**Problem to solve**
In the data below, retype exactly the line that contains "Would you mind tagging the white" and every line after it, through the last.

--- Supplied entries ---

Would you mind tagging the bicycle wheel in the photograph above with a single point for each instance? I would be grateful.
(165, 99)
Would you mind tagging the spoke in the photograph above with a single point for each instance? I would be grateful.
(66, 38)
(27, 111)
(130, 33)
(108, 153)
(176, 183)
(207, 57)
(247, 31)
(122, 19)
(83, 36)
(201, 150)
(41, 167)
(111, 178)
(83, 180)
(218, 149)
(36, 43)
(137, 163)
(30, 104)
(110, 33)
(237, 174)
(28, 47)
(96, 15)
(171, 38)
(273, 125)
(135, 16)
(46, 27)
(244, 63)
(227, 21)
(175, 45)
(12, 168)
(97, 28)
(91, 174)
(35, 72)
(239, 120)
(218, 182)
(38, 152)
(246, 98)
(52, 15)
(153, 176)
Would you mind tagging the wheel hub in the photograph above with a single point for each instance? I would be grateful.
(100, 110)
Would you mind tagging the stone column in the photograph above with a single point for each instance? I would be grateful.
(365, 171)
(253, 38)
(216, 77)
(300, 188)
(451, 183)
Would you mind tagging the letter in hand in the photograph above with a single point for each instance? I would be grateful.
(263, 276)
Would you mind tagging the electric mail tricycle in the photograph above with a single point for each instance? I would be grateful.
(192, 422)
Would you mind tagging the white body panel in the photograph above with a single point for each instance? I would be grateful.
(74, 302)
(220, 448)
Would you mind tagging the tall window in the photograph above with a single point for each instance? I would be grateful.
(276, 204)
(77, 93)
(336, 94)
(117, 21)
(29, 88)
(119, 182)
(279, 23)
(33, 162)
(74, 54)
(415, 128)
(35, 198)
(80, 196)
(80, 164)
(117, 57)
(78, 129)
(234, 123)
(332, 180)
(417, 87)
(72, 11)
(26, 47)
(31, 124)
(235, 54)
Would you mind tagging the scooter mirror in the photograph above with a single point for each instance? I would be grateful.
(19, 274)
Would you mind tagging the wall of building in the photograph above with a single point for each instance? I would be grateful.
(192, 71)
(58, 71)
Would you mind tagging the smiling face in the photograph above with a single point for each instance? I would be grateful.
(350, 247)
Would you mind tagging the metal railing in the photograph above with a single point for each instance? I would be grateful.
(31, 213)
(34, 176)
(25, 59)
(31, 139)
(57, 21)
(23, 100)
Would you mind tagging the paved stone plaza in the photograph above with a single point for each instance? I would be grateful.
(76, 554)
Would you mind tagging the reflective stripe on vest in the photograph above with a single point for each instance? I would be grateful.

---

**Answer space**
Would you mind tagging the white body panel in the photograph above with a single point for each instance? I would be grateful.
(74, 302)
(220, 448)
Would you mind tagging the tall window in the photograph above with a single point for each instance? I would be grateful.
(276, 204)
(77, 93)
(336, 94)
(117, 21)
(29, 88)
(119, 182)
(279, 23)
(33, 162)
(74, 54)
(415, 128)
(35, 198)
(80, 196)
(80, 164)
(117, 57)
(78, 129)
(234, 123)
(332, 180)
(417, 87)
(72, 11)
(26, 47)
(31, 124)
(235, 54)
Would you mind tagging the scooter mirror in the photograph above with a single point for each instance? I would be grateful.
(19, 274)
Would you mind tagging the wall of building in the photograph above with a single point for each instance? I would be grateful.
(192, 71)
(58, 71)
Would you mind tagging the smiling face in the photograph above with a single point for each instance? I would be grateful.
(350, 247)
Would you mind tagging the metal railing in the photograph above with a single point for each instance? I would be grateful.
(31, 213)
(34, 176)
(25, 59)
(31, 139)
(57, 21)
(23, 100)
Would you mind tagging the paved stone plaza in the photograph above with a single point for each instance? I would be grateful.
(76, 554)
Would you mind tagging the reflective stripe on vest in the photograph above with a single point for each instance? I would be grateful.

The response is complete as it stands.